ACTIVITY: The result should be every line of the listing that holds the word "lake".

RECORDS SHOWN:
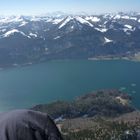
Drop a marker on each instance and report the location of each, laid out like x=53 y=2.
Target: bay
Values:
x=24 y=87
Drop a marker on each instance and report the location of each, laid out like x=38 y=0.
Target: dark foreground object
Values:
x=27 y=125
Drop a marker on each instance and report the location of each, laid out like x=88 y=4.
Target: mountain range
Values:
x=32 y=39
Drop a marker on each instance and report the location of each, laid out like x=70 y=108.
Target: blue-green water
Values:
x=23 y=87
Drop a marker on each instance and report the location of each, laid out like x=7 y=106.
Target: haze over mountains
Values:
x=30 y=39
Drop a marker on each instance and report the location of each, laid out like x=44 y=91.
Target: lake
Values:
x=24 y=87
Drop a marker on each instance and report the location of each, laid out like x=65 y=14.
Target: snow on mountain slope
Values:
x=93 y=19
x=128 y=26
x=83 y=21
x=11 y=32
x=107 y=40
x=65 y=22
x=101 y=29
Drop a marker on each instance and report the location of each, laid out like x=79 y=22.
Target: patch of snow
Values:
x=93 y=19
x=117 y=17
x=3 y=30
x=57 y=37
x=7 y=34
x=83 y=21
x=133 y=18
x=101 y=29
x=125 y=17
x=128 y=26
x=11 y=19
x=23 y=23
x=46 y=49
x=59 y=119
x=65 y=22
x=107 y=40
x=72 y=27
x=34 y=35
x=57 y=21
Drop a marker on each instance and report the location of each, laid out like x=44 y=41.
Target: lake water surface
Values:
x=24 y=87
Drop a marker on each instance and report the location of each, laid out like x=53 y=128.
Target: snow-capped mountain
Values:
x=38 y=38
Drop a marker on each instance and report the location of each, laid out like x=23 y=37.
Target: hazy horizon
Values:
x=36 y=7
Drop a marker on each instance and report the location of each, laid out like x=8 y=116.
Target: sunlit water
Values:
x=24 y=87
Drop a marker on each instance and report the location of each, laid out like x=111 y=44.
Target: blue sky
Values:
x=90 y=6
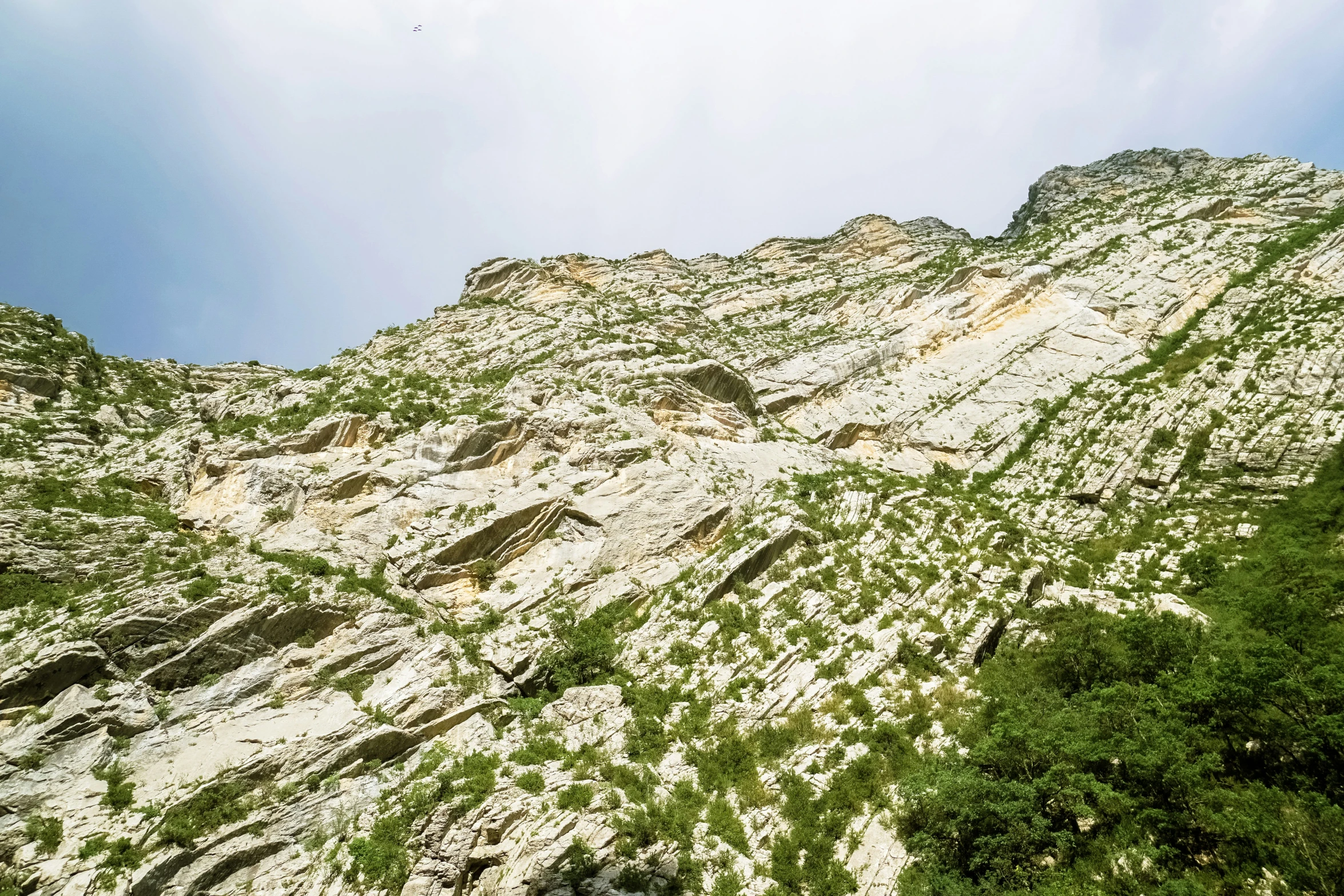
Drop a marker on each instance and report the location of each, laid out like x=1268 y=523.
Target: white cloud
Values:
x=378 y=163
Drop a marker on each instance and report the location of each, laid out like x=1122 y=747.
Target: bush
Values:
x=121 y=856
x=204 y=587
x=381 y=859
x=210 y=808
x=584 y=651
x=1183 y=760
x=575 y=797
x=23 y=590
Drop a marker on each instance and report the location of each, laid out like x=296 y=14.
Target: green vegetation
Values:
x=531 y=782
x=113 y=496
x=210 y=808
x=382 y=859
x=574 y=798
x=1144 y=754
x=27 y=590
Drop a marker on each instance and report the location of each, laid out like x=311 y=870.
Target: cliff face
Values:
x=494 y=602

TASK OUTPUT:
Target: lake
Target: lake water surface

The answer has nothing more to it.